- **What is expected**:
Can you reproduce the listing below with every "Indicate" switched to "Mark" and nothing else changed?

# # # #

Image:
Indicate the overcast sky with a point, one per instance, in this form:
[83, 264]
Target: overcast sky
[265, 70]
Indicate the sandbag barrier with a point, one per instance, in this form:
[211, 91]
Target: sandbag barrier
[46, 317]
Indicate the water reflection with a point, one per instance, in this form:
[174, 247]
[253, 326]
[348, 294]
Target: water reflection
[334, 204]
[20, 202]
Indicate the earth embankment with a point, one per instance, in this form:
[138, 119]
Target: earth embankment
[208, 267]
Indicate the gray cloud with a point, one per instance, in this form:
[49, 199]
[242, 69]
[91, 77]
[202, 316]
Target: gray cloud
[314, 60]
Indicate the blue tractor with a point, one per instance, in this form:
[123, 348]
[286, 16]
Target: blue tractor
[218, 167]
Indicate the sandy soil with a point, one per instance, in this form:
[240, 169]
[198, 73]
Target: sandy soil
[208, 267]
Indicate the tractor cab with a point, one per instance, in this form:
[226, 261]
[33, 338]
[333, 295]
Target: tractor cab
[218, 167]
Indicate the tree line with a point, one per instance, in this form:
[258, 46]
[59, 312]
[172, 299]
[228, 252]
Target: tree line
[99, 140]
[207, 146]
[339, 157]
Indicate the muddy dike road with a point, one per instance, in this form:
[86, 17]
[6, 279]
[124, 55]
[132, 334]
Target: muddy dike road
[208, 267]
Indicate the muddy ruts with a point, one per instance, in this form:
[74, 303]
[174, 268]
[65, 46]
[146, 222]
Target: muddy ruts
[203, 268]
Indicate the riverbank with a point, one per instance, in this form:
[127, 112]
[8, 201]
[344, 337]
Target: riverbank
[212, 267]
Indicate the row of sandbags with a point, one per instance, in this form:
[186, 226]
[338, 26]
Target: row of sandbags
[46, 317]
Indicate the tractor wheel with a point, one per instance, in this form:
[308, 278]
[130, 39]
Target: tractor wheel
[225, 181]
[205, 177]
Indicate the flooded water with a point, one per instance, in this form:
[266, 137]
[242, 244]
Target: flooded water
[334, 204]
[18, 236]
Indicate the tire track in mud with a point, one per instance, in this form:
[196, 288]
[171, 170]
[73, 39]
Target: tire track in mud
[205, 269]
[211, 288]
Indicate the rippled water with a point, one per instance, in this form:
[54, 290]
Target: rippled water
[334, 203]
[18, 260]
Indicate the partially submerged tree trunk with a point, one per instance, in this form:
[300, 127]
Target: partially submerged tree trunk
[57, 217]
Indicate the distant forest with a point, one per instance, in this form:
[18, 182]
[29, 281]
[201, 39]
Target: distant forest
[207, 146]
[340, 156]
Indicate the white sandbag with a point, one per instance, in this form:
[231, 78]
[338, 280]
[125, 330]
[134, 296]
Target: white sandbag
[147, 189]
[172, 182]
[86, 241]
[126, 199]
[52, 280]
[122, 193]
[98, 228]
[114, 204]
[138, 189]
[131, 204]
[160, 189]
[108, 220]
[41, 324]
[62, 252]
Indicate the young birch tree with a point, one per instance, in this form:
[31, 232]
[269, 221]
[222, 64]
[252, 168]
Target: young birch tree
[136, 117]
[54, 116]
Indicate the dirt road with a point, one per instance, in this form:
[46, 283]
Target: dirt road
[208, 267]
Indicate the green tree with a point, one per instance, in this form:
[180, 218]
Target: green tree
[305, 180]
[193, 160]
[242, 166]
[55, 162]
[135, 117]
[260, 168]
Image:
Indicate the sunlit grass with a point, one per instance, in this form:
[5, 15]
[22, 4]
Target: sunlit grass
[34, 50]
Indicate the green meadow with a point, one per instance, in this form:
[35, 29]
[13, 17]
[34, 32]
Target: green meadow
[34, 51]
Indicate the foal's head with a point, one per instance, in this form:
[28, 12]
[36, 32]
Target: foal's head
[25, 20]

# # # #

- **Response to this exercise**:
Image:
Mark the overcast sky with a point, one per instance, in this form:
[83, 264]
Target: overcast sky
[265, 70]
Mark the sandbag barrier with a point, one per instance, in this form:
[211, 91]
Target: sandbag barrier
[46, 317]
Mark the water reflection with a point, one per instance, in this form:
[174, 247]
[253, 326]
[348, 294]
Target: water reflection
[334, 204]
[20, 202]
Mark the earth embankment with a point, one per instance, in this form:
[138, 119]
Target: earth embankment
[208, 267]
Mark the gray cloud with a point, one per instance, in this form:
[49, 199]
[242, 69]
[91, 77]
[202, 316]
Target: gray cloud
[314, 60]
Mark the blue tractor with a point, one per instance, in this form:
[123, 348]
[286, 16]
Target: blue tractor
[218, 167]
Mark the sandy soil with a point, one per instance, in this form:
[240, 169]
[198, 73]
Target: sandy soil
[208, 267]
Mark the tractor cab with a point, one per instance, in this form:
[226, 261]
[33, 338]
[333, 295]
Target: tractor cab
[218, 167]
Mark the tree line with a point, one per instance, in this form:
[258, 46]
[59, 312]
[172, 299]
[228, 252]
Target: tree line
[99, 140]
[207, 146]
[339, 157]
Mark the muddy dike road with a point, one per instance, in this form:
[86, 17]
[6, 279]
[124, 55]
[132, 334]
Target: muddy dike road
[208, 267]
Mark the muddy ruts with a point, one per instance, in this form:
[74, 303]
[174, 268]
[65, 46]
[146, 222]
Target: muddy ruts
[203, 268]
Mark the riverbank with a point, one per instance, in this form:
[127, 112]
[8, 201]
[344, 337]
Target: riverbank
[212, 267]
Mark the row of sandbags with a point, one per instance, in this form:
[186, 226]
[338, 26]
Target: row of sandbags
[46, 317]
Mark the tractor wheel with a point, one per instance, in this form:
[308, 278]
[130, 39]
Target: tractor wheel
[225, 181]
[205, 177]
Mark the flooded water with a point, one per instance, in this form:
[266, 137]
[242, 244]
Target: flooded water
[334, 204]
[18, 236]
Mark the tire track in mud with a point, one per instance, in this form:
[196, 288]
[171, 170]
[73, 39]
Target: tire track in mud
[205, 269]
[211, 288]
Mark the rippled water with a point, one per instance, in this form:
[54, 290]
Target: rippled water
[334, 203]
[18, 260]
Mark the partially submerged tree trunk with a point, one per instance, in this form:
[300, 127]
Target: partially submerged tree trunk
[57, 217]
Mark the distant forest with a point, one per instance, in this form:
[18, 182]
[29, 281]
[201, 39]
Target: distant forest
[207, 146]
[340, 156]
Mark the white sandbag with a point, one per instance, in this form:
[231, 78]
[338, 280]
[125, 330]
[134, 296]
Target: white sandbag
[147, 189]
[172, 182]
[86, 241]
[126, 199]
[52, 280]
[122, 193]
[98, 228]
[114, 204]
[138, 189]
[131, 204]
[160, 189]
[108, 220]
[41, 324]
[62, 252]
Mark the young birch tree with a point, one per instance, in this form:
[31, 232]
[269, 221]
[222, 64]
[252, 168]
Target: young birch tree
[136, 117]
[54, 116]
Mark the dirt road with a point, one per instance, in this form:
[46, 283]
Target: dirt road
[208, 267]
Mark the green tree with a point, one per instance, in this form:
[180, 218]
Target: green tree
[305, 180]
[193, 160]
[242, 166]
[55, 162]
[135, 117]
[260, 168]
Image:
Mark the sunlit grass with a point, one per instance, in this form:
[5, 15]
[22, 4]
Target: sunlit grass
[34, 50]
Mark the green meadow with a point, one per instance, in this form:
[35, 29]
[13, 17]
[34, 32]
Target: green meadow
[34, 51]
Mark the foal's head with a point, one per instance, in this form:
[28, 12]
[36, 32]
Target: foal's head
[25, 20]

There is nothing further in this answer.